Short exercise A:
Rewrite the rows below from the line that contains "For the benchmark, indicate the person's" through the line that contains "point(105, 99)", both included, with their requests, and give only those lines. Multiply each coordinate in the answer points by 1.8 and round to whole numbers, with halves rounded up, but leave the requests and their sample points unchanged.

Text shown:
>>>>

For general, bright light conditions, you can use proper sunglasses or tinted lenses to help protect your eyes. But, don't think that sunglasses will let you look directly at the sun!
A good rule to follow is to ALWAYS block the sun when you sky watch. You can use a natural or human-made object (e.g., a tree or a building) or you can simply hold your fist up at arm's length and use it to block the sun.
Toward sunrise or sunset or when thick clouds are present, you may be able to briefly look toward the sun without these protective measures. But, if you aren't sure that it is safe to look toward the sun, it's best not to.
SAFETY STICKY NOTE
NEVER look directly at the sun. Always use your hand or another object to shade your eyes.
Main Concepts: There are many different types of clouds. Some are puffy. Others are flat. Rain and snow are inside clouds.
Ask where WHY FLY, FLY-pothesis and SCIENCE are in this issue of Science Weekly. They are in, on or flying around the clouds. SCIENCE is sitting in a stratus (flat) cloud on the ground (called fog); WHY FLY is on a cumulus (puffy) cloud; FLY-pothesis is flying high in the sky by cirrus (wispy) clouds. Some clouds have rain and snow inside them.
Go over all the pictures together first--rain, trail, sail, pail and brain. Have students trace over the first "ai" and then fill in the blank spaces with the same two letters. Note that "ai" sounds like "ay" in day.
Use the template shown in the student issue to create mini-books with your students. Lead students through the folding activity step by step; adults need to score, cut and refold the booklet. 1. Take an 8-1/2" x 11" sheet of paper and fold it hot dog style along line E-F. Then fold in half (E to F) and in half again (D to F) to create 8 sections. Open and lay the sheet flat. Carefully score line A-B with scissors. Then separate A-B or cut, as needed. 2. Refold hot dog style. Separate the scored section pulling D to the back and C forward. 3. Close by folding E to C, C to F, and then F to D and you have a 6-page mini-book. 4. Once the books are made, students can draw pictures of the clouds they see.
You need: wax paper sheets, pipettes, plant misters, paper towels and sponges. (If you do not have pipettes, you can use coffee stirrers or straws.) Give each student a sheet of wax paper (around 12" x 12") and a pipette. Ask students not to use the pipette until instructed to do so.

<<<<

Record extracts:
>>>>

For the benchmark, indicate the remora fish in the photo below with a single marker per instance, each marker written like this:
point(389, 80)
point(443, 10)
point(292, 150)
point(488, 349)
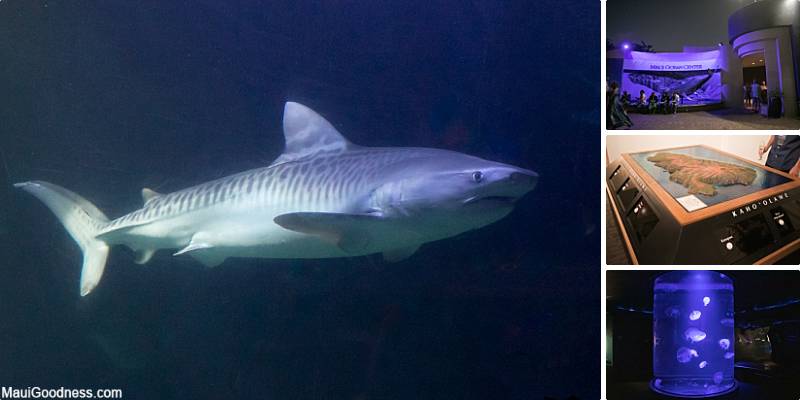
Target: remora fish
point(323, 197)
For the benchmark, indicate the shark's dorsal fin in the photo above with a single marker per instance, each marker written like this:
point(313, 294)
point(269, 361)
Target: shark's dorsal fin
point(149, 194)
point(306, 133)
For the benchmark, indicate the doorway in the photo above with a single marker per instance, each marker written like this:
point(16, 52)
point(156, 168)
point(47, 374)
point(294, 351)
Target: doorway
point(753, 70)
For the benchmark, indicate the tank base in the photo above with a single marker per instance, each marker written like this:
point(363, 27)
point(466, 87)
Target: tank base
point(693, 396)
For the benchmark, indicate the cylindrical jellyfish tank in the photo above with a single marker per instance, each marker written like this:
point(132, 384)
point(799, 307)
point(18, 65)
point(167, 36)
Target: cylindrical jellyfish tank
point(693, 336)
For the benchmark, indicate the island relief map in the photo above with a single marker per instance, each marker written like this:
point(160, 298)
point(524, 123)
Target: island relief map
point(699, 176)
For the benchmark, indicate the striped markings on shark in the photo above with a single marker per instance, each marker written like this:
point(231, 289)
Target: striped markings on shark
point(323, 197)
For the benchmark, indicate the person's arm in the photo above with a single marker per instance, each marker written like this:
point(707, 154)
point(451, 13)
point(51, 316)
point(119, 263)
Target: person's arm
point(795, 171)
point(767, 146)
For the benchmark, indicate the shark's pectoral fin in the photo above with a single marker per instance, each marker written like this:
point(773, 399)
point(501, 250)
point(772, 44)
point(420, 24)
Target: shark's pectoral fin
point(351, 232)
point(143, 255)
point(401, 254)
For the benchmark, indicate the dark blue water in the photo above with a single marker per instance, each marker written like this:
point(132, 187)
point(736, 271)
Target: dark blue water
point(105, 99)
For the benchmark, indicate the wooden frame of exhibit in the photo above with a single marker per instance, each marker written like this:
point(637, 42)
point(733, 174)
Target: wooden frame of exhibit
point(648, 184)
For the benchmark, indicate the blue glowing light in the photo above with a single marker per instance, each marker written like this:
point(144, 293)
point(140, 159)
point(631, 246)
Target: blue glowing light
point(692, 333)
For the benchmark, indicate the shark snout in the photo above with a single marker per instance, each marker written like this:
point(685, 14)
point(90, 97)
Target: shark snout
point(525, 178)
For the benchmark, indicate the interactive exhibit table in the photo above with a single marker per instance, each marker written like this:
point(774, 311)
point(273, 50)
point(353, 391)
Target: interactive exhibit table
point(699, 205)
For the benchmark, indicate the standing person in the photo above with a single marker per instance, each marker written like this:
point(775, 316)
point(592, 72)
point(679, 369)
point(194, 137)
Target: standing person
point(755, 93)
point(784, 153)
point(616, 116)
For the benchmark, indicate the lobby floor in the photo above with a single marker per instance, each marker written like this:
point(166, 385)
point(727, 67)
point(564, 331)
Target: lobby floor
point(718, 119)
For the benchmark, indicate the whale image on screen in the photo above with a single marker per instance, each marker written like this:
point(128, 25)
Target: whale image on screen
point(699, 177)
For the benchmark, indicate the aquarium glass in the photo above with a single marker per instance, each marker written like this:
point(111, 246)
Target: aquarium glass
point(693, 334)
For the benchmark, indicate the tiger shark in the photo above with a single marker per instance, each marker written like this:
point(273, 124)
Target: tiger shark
point(323, 197)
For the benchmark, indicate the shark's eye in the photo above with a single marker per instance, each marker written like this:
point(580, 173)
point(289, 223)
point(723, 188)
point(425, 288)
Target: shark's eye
point(477, 176)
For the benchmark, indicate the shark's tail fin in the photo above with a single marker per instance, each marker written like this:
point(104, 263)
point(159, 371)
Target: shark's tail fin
point(82, 220)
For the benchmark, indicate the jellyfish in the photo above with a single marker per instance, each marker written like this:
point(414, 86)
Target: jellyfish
point(685, 354)
point(694, 335)
point(673, 312)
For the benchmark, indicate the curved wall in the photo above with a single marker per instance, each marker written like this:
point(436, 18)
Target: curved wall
point(772, 26)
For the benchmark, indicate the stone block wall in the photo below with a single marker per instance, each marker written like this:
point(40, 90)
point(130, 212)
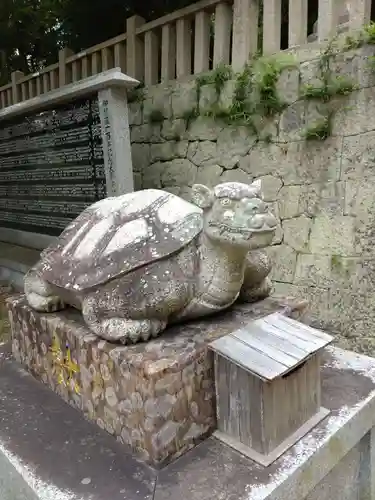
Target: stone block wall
point(323, 191)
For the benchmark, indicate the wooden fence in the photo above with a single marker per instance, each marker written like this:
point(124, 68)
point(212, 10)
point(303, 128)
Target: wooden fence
point(188, 41)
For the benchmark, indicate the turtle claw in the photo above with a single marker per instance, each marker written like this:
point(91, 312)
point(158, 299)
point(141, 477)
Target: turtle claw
point(128, 331)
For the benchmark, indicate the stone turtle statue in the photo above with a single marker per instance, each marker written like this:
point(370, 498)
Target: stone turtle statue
point(135, 263)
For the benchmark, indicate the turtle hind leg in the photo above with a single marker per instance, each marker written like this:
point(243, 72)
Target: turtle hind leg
point(39, 294)
point(117, 329)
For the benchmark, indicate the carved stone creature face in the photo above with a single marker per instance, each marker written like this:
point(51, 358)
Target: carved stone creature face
point(235, 214)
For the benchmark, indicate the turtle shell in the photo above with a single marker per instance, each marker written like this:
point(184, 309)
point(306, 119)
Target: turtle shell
point(117, 235)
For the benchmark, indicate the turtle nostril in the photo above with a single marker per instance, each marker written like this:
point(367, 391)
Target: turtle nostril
point(256, 222)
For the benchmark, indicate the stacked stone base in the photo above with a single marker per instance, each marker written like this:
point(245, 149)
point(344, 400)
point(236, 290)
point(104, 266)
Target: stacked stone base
point(157, 397)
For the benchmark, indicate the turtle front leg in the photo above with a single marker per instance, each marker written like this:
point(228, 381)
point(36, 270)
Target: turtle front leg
point(257, 284)
point(40, 295)
point(119, 329)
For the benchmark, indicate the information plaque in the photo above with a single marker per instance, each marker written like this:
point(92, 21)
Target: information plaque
point(51, 167)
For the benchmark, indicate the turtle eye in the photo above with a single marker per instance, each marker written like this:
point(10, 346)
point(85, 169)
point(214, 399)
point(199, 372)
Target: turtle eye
point(226, 203)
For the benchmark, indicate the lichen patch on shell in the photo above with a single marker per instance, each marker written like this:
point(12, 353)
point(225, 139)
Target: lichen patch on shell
point(117, 235)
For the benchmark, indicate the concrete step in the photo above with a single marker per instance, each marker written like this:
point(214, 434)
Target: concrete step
point(49, 452)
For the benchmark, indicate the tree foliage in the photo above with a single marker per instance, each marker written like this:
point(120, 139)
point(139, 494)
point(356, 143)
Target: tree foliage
point(32, 31)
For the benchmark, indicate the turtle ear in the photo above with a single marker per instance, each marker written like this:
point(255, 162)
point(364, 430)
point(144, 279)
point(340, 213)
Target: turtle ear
point(257, 187)
point(202, 196)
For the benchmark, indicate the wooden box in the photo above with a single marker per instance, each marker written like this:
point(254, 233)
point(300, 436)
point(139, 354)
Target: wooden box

<<<<

Short exercise B:
List every item in the sentence beginning "You need:" in the guide on sun safety and clouds.

Final result A:
For the benchmark, indicate the person's arm in the photo above with a single marker per instance, each marker written like this:
point(707, 154)
point(451, 13)
point(51, 316)
point(119, 263)
Target: person's arm
point(1431, 308)
point(1381, 263)
For the benchmark, indicate the shark's pectoral fin in the photo above with a single marker per instance, each marker written like this:
point(773, 399)
point(501, 250)
point(772, 44)
point(420, 24)
Target: shark's pectoral fin
point(632, 418)
point(257, 459)
point(722, 457)
For the benchmark, indicate the dark blue water in the photo above with a single marker per instance, each marker written like this:
point(132, 187)
point(736, 271)
Target: dark blue water
point(189, 178)

Final result B:
wax paper sheets, pipettes, plant misters, paper towels, sponges